Excerpt provided ->
======
Asked by: Lord Lancaster of Kimbolton (Conservative - Life peer)
Question to the Department of Health and Social Care:
To ask His Majesty's Government what activities they have carried out to support Child Cancer Awareness Month.
Answered by Baroness Merron - Parliamentary Under-Secretary (Department of Health and Social Care)
We are committed to helping the NHS diagnose cancer on time, diagnose it earlier and treat it faster so that more patients survive this horrible set of diseases. We are also committed to improving patients’ experience across the system. This includes children and young people cancer and their families.
The Department is currently reviewing the work of the Children and Young People’s Cancer Taskforce and are in the process of considering next steps for taking forward the Taskforce's work.
Asked by: Lord Lancaster of Kimbolton (Conservative - Life peer)
Question to the Department of Health and Social Care:
To ask His Majesty's Government, further to the Written Answer by the Parliamentary Under-Secretary of State for the Department of Health and Social Care on 6 September (HC2283), why they have paused the work of the Child and Young Person Cancer Task force.
Answered by Baroness Merron - Parliamentary Under-Secretary (Department of Health and Social Care)
======
Supplied entries ->
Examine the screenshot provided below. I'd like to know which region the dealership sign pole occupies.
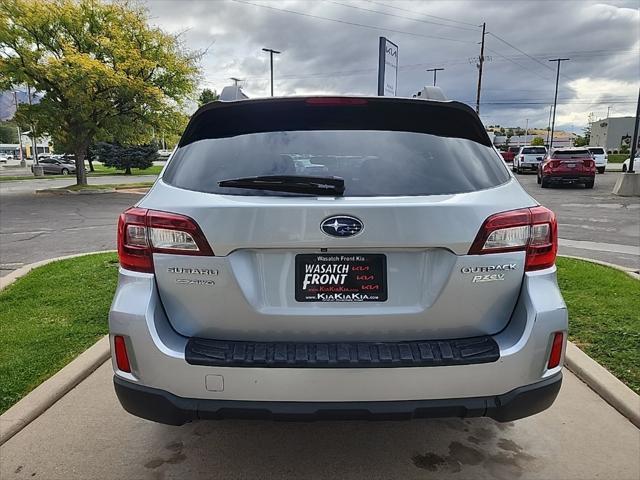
[378,37,398,97]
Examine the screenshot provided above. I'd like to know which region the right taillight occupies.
[118,207,213,273]
[469,206,558,271]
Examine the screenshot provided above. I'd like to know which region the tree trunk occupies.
[75,147,87,185]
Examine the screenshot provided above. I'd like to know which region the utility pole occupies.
[627,89,640,173]
[427,68,444,87]
[13,90,27,167]
[549,58,571,151]
[262,48,282,97]
[27,85,38,165]
[546,105,553,147]
[476,22,487,115]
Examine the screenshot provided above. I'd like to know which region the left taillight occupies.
[469,206,558,271]
[118,207,213,273]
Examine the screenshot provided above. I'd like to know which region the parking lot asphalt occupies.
[0,362,640,480]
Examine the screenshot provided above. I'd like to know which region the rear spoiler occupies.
[178,97,492,147]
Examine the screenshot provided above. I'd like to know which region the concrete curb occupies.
[0,335,110,445]
[560,255,640,428]
[565,342,640,428]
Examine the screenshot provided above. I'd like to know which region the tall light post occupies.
[262,48,282,97]
[427,68,444,87]
[549,58,571,151]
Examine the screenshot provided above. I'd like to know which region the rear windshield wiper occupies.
[218,175,344,197]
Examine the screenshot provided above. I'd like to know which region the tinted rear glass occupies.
[163,129,509,196]
[553,150,591,158]
[522,147,547,155]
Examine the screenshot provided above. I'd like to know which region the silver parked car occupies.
[109,97,567,425]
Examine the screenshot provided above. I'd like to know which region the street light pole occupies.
[627,89,640,173]
[262,48,282,97]
[549,58,571,151]
[427,68,444,87]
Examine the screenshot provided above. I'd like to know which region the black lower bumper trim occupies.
[113,373,562,425]
[185,336,500,368]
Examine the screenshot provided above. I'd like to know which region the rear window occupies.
[522,147,547,155]
[553,150,591,158]
[163,130,509,196]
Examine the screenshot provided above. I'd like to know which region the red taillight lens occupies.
[469,207,558,271]
[118,208,213,273]
[113,335,131,373]
[547,332,564,368]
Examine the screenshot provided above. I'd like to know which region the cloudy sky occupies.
[147,0,640,132]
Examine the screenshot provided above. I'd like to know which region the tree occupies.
[198,88,220,106]
[91,142,158,175]
[0,0,200,184]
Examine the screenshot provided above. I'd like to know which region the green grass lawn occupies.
[0,253,118,413]
[558,258,640,393]
[0,253,640,413]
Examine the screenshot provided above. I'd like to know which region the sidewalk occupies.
[0,362,640,480]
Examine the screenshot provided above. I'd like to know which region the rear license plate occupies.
[295,253,387,302]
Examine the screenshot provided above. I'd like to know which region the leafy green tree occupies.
[0,122,18,143]
[0,0,200,184]
[91,142,158,175]
[198,88,220,106]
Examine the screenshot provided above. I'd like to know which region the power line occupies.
[365,0,479,29]
[231,0,475,43]
[325,0,477,32]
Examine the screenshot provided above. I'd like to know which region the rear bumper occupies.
[113,373,562,425]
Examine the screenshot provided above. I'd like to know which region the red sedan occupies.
[538,148,596,188]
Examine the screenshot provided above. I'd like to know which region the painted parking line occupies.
[559,238,640,256]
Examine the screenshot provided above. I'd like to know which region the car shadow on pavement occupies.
[144,418,535,479]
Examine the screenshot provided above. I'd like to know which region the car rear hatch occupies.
[126,97,548,342]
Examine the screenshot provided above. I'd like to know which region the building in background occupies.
[589,117,635,151]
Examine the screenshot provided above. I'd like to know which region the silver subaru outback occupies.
[109,97,567,425]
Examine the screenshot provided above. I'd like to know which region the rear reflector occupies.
[113,335,131,373]
[469,206,558,271]
[547,332,564,368]
[118,207,213,273]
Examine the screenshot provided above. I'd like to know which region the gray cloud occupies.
[148,0,640,131]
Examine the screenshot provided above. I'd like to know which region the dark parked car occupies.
[500,147,520,162]
[538,148,596,188]
[31,158,76,175]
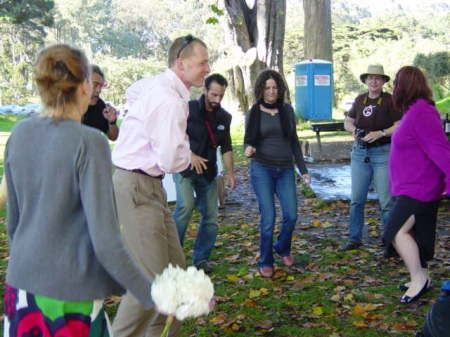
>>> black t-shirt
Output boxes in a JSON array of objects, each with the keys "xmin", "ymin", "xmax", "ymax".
[
  {"xmin": 348, "ymin": 92, "xmax": 402, "ymax": 144},
  {"xmin": 82, "ymin": 98, "xmax": 109, "ymax": 134},
  {"xmin": 182, "ymin": 95, "xmax": 233, "ymax": 181}
]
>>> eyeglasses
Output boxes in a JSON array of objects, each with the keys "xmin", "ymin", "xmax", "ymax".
[{"xmin": 177, "ymin": 34, "xmax": 197, "ymax": 58}]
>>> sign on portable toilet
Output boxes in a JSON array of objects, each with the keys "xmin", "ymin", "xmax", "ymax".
[{"xmin": 295, "ymin": 59, "xmax": 333, "ymax": 120}]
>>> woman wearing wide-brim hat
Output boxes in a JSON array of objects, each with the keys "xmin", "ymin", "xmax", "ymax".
[{"xmin": 342, "ymin": 64, "xmax": 401, "ymax": 250}]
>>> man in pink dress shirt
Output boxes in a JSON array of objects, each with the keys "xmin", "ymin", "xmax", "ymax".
[{"xmin": 112, "ymin": 35, "xmax": 210, "ymax": 337}]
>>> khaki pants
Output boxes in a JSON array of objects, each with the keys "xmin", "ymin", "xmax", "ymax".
[{"xmin": 112, "ymin": 169, "xmax": 186, "ymax": 337}]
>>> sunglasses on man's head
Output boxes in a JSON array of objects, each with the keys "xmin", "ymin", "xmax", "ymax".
[{"xmin": 177, "ymin": 34, "xmax": 197, "ymax": 58}]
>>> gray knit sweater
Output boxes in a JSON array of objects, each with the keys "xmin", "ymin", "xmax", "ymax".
[{"xmin": 5, "ymin": 117, "xmax": 153, "ymax": 308}]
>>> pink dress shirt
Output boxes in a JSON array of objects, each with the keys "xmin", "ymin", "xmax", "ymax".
[{"xmin": 112, "ymin": 69, "xmax": 191, "ymax": 176}]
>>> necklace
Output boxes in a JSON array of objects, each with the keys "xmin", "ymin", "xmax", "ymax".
[{"xmin": 259, "ymin": 105, "xmax": 279, "ymax": 117}]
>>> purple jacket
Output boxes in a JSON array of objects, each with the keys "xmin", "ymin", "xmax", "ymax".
[{"xmin": 389, "ymin": 99, "xmax": 450, "ymax": 201}]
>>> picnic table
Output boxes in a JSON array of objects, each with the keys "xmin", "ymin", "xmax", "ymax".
[{"xmin": 311, "ymin": 122, "xmax": 345, "ymax": 152}]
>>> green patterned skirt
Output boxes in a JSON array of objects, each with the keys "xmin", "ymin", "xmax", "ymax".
[{"xmin": 3, "ymin": 285, "xmax": 112, "ymax": 337}]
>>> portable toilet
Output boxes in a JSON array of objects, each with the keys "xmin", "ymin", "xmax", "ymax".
[{"xmin": 295, "ymin": 59, "xmax": 333, "ymax": 120}]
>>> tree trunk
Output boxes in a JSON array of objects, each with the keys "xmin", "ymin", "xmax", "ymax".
[
  {"xmin": 303, "ymin": 0, "xmax": 333, "ymax": 61},
  {"xmin": 225, "ymin": 0, "xmax": 286, "ymax": 112}
]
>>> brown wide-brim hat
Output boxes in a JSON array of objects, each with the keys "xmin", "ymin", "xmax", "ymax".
[{"xmin": 359, "ymin": 64, "xmax": 391, "ymax": 84}]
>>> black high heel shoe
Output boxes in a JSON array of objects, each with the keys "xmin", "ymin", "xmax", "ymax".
[
  {"xmin": 398, "ymin": 279, "xmax": 431, "ymax": 291},
  {"xmin": 400, "ymin": 280, "xmax": 431, "ymax": 304}
]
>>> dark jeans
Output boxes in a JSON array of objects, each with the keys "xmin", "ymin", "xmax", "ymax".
[{"xmin": 250, "ymin": 160, "xmax": 297, "ymax": 267}]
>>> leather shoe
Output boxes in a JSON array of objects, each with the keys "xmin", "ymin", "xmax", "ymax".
[
  {"xmin": 281, "ymin": 255, "xmax": 294, "ymax": 268},
  {"xmin": 400, "ymin": 280, "xmax": 431, "ymax": 304},
  {"xmin": 398, "ymin": 279, "xmax": 431, "ymax": 291},
  {"xmin": 339, "ymin": 241, "xmax": 362, "ymax": 251},
  {"xmin": 195, "ymin": 261, "xmax": 213, "ymax": 274},
  {"xmin": 259, "ymin": 267, "xmax": 273, "ymax": 278}
]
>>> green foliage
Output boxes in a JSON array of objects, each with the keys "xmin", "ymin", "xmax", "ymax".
[
  {"xmin": 414, "ymin": 51, "xmax": 450, "ymax": 100},
  {"xmin": 94, "ymin": 55, "xmax": 166, "ymax": 105},
  {"xmin": 0, "ymin": 0, "xmax": 55, "ymax": 27},
  {"xmin": 436, "ymin": 96, "xmax": 450, "ymax": 115}
]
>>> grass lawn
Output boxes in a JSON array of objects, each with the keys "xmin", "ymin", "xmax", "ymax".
[
  {"xmin": 436, "ymin": 97, "xmax": 450, "ymax": 114},
  {"xmin": 0, "ymin": 113, "xmax": 450, "ymax": 337}
]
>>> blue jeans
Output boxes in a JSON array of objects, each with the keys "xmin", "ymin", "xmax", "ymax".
[
  {"xmin": 250, "ymin": 160, "xmax": 297, "ymax": 267},
  {"xmin": 348, "ymin": 142, "xmax": 394, "ymax": 243},
  {"xmin": 173, "ymin": 173, "xmax": 218, "ymax": 265}
]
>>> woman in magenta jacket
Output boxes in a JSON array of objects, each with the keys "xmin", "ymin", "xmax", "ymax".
[{"xmin": 384, "ymin": 66, "xmax": 450, "ymax": 304}]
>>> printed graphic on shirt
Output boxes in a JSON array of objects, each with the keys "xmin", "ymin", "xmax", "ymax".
[{"xmin": 363, "ymin": 105, "xmax": 377, "ymax": 117}]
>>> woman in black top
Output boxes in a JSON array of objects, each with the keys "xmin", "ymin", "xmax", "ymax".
[
  {"xmin": 244, "ymin": 70, "xmax": 311, "ymax": 277},
  {"xmin": 341, "ymin": 64, "xmax": 401, "ymax": 250}
]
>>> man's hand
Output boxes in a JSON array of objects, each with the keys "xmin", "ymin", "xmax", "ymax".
[
  {"xmin": 103, "ymin": 104, "xmax": 118, "ymax": 123},
  {"xmin": 244, "ymin": 146, "xmax": 256, "ymax": 158},
  {"xmin": 225, "ymin": 172, "xmax": 236, "ymax": 190},
  {"xmin": 191, "ymin": 152, "xmax": 208, "ymax": 174}
]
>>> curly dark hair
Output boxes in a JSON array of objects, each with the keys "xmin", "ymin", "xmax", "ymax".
[
  {"xmin": 254, "ymin": 69, "xmax": 286, "ymax": 101},
  {"xmin": 392, "ymin": 66, "xmax": 434, "ymax": 112}
]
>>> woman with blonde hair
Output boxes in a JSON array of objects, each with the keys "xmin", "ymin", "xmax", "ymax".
[{"xmin": 4, "ymin": 45, "xmax": 152, "ymax": 337}]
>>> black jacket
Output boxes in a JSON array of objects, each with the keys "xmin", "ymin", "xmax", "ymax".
[{"xmin": 181, "ymin": 95, "xmax": 233, "ymax": 181}]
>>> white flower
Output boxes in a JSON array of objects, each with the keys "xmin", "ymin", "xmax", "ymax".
[{"xmin": 152, "ymin": 264, "xmax": 214, "ymax": 321}]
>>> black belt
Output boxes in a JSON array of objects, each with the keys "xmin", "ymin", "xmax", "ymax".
[
  {"xmin": 117, "ymin": 166, "xmax": 164, "ymax": 180},
  {"xmin": 366, "ymin": 141, "xmax": 390, "ymax": 147}
]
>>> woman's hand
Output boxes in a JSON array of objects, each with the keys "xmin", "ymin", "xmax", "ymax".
[
  {"xmin": 362, "ymin": 131, "xmax": 383, "ymax": 143},
  {"xmin": 244, "ymin": 146, "xmax": 256, "ymax": 158},
  {"xmin": 302, "ymin": 173, "xmax": 311, "ymax": 186}
]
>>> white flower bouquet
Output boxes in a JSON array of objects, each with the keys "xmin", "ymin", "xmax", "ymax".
[{"xmin": 152, "ymin": 264, "xmax": 214, "ymax": 337}]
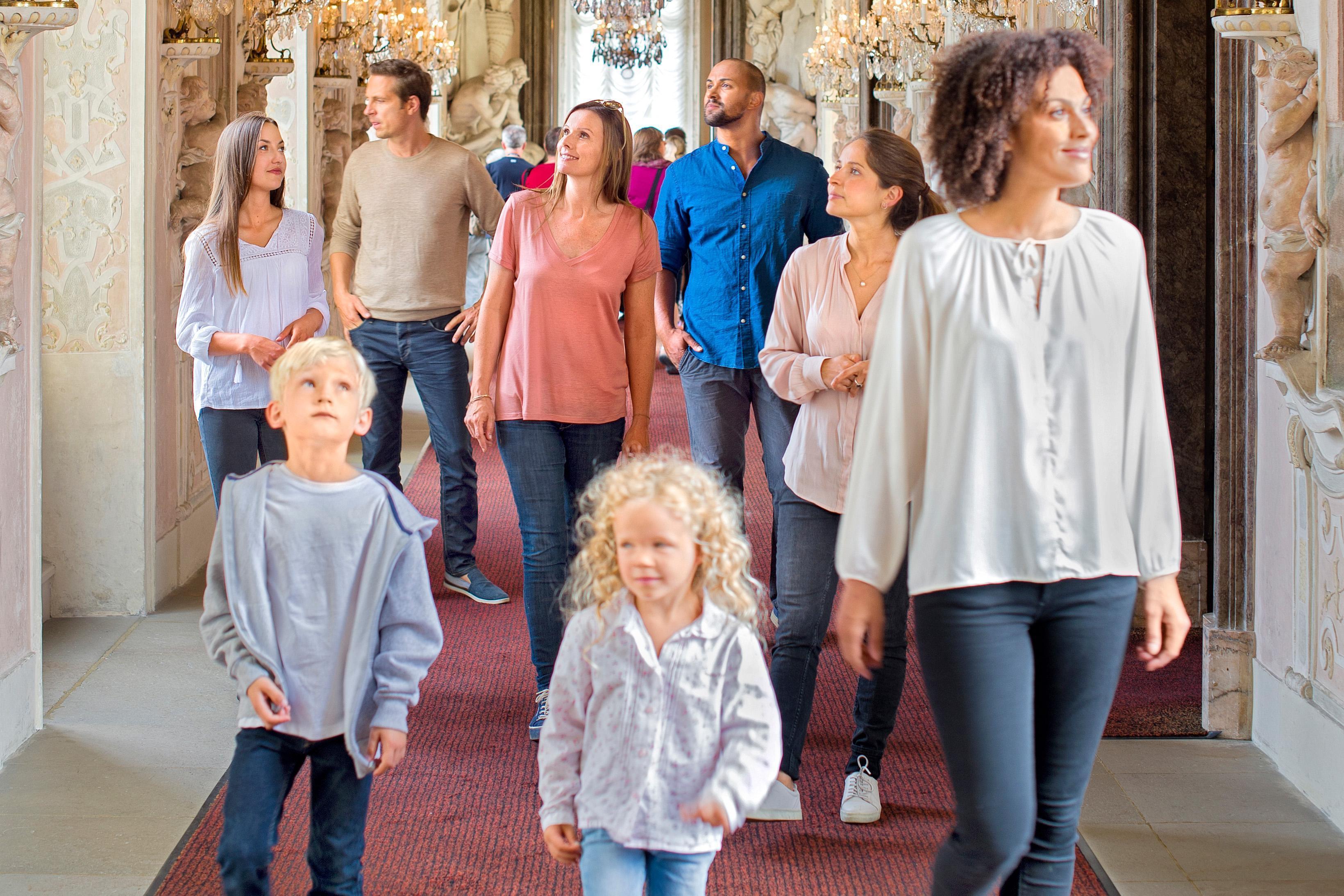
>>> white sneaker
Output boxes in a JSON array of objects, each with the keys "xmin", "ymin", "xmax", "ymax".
[
  {"xmin": 747, "ymin": 778, "xmax": 802, "ymax": 821},
  {"xmin": 840, "ymin": 756, "xmax": 882, "ymax": 825}
]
======
Required tasks ->
1/ For each statement, say yes or no according to the parliamentary exchange, and quote the words of the exchange that settle it: (a) Baroness Merron answered as a Parliamentary Under-Secretary in the Department of Health and Social Care. (b) The Department has finished its review of the Children and Young People's Cancer Taskforce. (c) Lord Lancaster of Kimbolton sits as a Labour life peer.
2/ Translate this sentence from the parliamentary exchange into Spanish: "We are also committed to improving patients’ experience across the system."
The rows are not needed here.

List of answers ->
1/
(a) Yes: "Answered by Baroness Merron - Parliamentary Under-Secretary (Department of Health and Social Care)"
(b) No: "The Department is currently reviewing the work of the Children and Young People’s Cancer Taskforce"
(c) No: "Conservative - Life peer"

2/ También estamos comprometidos con mejorar la experiencia de los pacientes en todo el sistema.